═════ TEXT PROVIDED ═════

The Tokenization of Geopolitics or When Will Putin Stockpile Cryptos?

The Tokenization of Geopolitics or When Will Putin Stockpile Cryptos?

As Germany calls for an end of US dominance in global payments, as Russia backs Turkey in local currency international trade, as Iran unveils plans for a national cryptocurrency and as Turkey hints at blockchain tech utilization for money outside of political interference, the tokenization of geopolitics has probably begun.

Money is at the root of all economies. As such, any invention in the nature of money has repercussions. That blockchain based currencies are such an invention is now difficult to deny, but how could this be utilized at a state level?

One proposed idea has been to in effect upgrade the current financial system by just moving it all onto the blockchain. So you keep everything as it is and you just fit the blockchain within it.

This is, of course, how the internet begun being adopted. The first business websites were in effect a copy of brochures or flyers. Some of the first documents were just scanned paper. Private internets (intranets) were sort of everywhere. Same arguments made now in regards to public blockchains were made then.

All of it understandable because the ideas were so new, its capabilities unknown, its evolution no one could predict, so naturally people did the easiest thing of x but online or as now they say x but on the blockchain.

═════

= TASK INSTRUCTIONS =
1 - In the article on the tokenization of geopolitics, what were the first business websites in effect a copy of?
2 - Pick up the article on the tokenization of geopolitics after its final sentence and carry it forward.
You won't need the records for any of this.

═════ INFORMATION PROVIDED ═════

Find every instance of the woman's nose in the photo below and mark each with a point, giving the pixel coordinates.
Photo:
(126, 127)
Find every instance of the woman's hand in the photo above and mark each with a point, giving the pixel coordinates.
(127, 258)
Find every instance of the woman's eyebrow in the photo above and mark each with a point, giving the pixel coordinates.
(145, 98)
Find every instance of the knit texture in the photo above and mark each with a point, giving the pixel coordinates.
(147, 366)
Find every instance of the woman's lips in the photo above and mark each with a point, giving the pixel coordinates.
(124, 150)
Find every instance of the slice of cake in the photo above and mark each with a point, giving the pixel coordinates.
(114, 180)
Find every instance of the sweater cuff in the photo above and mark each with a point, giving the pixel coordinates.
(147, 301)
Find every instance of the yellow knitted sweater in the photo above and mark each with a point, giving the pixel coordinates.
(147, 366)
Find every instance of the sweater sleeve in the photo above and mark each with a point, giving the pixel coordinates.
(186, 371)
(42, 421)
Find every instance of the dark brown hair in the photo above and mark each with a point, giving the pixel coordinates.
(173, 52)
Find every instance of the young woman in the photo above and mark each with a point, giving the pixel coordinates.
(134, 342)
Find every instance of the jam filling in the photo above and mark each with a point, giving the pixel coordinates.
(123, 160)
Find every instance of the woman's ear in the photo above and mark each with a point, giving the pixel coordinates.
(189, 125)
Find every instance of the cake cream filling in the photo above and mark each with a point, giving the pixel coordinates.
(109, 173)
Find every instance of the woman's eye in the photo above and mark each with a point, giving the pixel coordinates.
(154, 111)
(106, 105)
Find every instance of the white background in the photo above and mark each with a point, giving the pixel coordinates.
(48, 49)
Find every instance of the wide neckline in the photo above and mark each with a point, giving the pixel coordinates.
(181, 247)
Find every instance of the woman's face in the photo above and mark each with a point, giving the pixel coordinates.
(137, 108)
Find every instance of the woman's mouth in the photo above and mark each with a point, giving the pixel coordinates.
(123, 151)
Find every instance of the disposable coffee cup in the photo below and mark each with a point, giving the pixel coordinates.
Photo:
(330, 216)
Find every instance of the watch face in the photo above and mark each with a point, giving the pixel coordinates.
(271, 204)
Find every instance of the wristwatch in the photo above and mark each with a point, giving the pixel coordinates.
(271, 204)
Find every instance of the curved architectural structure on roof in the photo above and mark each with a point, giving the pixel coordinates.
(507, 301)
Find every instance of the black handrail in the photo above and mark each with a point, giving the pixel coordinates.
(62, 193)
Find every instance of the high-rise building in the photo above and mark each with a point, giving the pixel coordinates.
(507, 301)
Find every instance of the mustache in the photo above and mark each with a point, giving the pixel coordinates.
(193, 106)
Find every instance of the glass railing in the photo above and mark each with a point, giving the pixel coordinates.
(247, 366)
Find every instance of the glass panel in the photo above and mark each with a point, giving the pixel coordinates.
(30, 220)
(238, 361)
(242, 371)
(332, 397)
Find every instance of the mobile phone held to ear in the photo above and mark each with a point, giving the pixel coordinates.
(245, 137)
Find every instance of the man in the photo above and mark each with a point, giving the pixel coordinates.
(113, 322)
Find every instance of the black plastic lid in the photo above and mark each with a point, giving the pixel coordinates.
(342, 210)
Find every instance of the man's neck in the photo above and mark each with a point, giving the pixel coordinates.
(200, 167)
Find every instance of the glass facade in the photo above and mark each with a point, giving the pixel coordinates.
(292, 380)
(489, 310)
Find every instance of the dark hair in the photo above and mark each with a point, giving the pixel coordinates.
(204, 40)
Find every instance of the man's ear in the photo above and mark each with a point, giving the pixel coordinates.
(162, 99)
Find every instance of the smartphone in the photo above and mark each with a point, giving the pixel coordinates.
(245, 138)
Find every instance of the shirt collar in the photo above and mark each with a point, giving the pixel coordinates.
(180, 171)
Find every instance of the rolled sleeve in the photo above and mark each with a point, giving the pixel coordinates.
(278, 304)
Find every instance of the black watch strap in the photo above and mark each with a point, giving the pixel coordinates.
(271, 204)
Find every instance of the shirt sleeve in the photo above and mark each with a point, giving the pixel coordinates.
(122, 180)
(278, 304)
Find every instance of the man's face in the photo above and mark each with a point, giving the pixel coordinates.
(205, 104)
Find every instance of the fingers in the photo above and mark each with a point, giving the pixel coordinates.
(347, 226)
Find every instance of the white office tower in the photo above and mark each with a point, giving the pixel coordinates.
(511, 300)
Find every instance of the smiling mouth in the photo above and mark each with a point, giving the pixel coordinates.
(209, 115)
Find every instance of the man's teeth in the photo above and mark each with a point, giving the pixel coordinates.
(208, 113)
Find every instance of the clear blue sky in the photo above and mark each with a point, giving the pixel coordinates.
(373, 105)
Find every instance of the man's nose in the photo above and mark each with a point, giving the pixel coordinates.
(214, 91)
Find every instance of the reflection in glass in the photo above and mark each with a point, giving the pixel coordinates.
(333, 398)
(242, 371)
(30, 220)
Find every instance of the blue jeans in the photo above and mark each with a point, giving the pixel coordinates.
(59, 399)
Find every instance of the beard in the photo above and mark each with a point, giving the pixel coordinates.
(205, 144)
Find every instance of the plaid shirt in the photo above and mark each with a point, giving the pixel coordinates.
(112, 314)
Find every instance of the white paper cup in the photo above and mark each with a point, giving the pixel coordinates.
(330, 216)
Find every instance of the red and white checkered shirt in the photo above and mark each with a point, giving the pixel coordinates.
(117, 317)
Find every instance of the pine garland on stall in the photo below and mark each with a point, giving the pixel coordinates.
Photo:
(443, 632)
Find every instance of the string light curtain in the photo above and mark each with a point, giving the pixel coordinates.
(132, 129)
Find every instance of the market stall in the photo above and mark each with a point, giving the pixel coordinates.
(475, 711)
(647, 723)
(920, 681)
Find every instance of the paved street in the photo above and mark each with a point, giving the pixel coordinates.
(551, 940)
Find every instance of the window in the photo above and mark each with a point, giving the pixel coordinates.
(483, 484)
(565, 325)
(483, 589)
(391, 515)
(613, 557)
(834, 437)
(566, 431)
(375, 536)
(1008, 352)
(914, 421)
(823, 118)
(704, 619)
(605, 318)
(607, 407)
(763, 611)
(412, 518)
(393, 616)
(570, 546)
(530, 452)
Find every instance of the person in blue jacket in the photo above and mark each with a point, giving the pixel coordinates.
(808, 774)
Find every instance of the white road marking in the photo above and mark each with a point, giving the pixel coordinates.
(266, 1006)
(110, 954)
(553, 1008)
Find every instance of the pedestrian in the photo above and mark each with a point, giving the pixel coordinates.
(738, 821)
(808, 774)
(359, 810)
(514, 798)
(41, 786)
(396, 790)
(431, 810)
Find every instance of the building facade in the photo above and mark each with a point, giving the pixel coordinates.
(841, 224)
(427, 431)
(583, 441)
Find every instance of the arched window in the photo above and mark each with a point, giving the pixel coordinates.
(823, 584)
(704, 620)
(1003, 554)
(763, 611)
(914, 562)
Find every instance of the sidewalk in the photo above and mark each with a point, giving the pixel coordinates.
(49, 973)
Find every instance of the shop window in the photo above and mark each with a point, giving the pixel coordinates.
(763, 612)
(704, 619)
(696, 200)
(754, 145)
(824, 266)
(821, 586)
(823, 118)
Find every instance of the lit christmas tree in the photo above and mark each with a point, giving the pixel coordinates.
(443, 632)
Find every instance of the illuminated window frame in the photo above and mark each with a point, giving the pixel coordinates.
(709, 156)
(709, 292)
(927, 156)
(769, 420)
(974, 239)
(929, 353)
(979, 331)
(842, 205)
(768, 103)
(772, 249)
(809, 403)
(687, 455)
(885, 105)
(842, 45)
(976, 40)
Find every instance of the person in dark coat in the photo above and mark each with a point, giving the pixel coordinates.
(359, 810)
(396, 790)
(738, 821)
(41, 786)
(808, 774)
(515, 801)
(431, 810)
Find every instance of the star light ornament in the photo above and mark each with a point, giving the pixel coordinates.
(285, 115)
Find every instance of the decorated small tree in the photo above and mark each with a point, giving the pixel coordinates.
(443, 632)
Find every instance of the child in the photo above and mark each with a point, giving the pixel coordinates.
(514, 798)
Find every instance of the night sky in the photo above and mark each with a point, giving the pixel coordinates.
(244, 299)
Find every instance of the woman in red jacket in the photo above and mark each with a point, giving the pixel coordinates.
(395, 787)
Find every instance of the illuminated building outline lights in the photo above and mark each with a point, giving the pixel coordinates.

═════

= ANSWERS TO THE EXERCISE =
1 - Brochures or flyers.

2 -
That’s what, in many ways, appears to be Iran’s idea of a national cryptocurrency. Rial, but on the blockchain. The central bank keeps printing as much as it wants, others might or might not have access, it might or might not be secure, it might or it might not have any utility.

A database, basically, that others can access in a read only mode but some admin has the ability to change any aspect of it with that admin potentially including a hacker who may well be a kid having lulz or a global/regional power.

That’s because the main ingredients here are missed. Decentralization is the obvious one and decentralization is not an idealogical thing or a nice to have thing if you are going to run a national digital money with the same benefits as blockchain based cryptos.

It isn’t because security is quite important, as is its global nature, as is the trust requirement whereby you can be sure your money won’t just vanish if you have an argument with some admin.

All of which means, in our view, Iran has missed a trick. The first trick they’ve missed is that to re-invent the wheel is a lot more difficult when bureaucratic committees are in charge. The second trick is that their own blockchain would probably never have the trust, the security, the global reach, the sheer talent and innovation that a public blockchain does, like ethereum in particular but also others.

So if we were running Trustnation and we wanted to adopt this technology, we would do so in one of three ways starting with the easiest, most boring, and thus not the best one.

The first option would be us telling our developers to write some smart contract and system whereby our central bank bureaucrats can turn one rial or whatever fiat into one rial token, with the token holders able to redeem the token for rial.

Tether, basically, but state backed. It would be a lot easier, probably a lot more secure, far more global, and thus with more benefits than having our own easily attackable private chain. While at the same time it would provide all the control over issuance and so on.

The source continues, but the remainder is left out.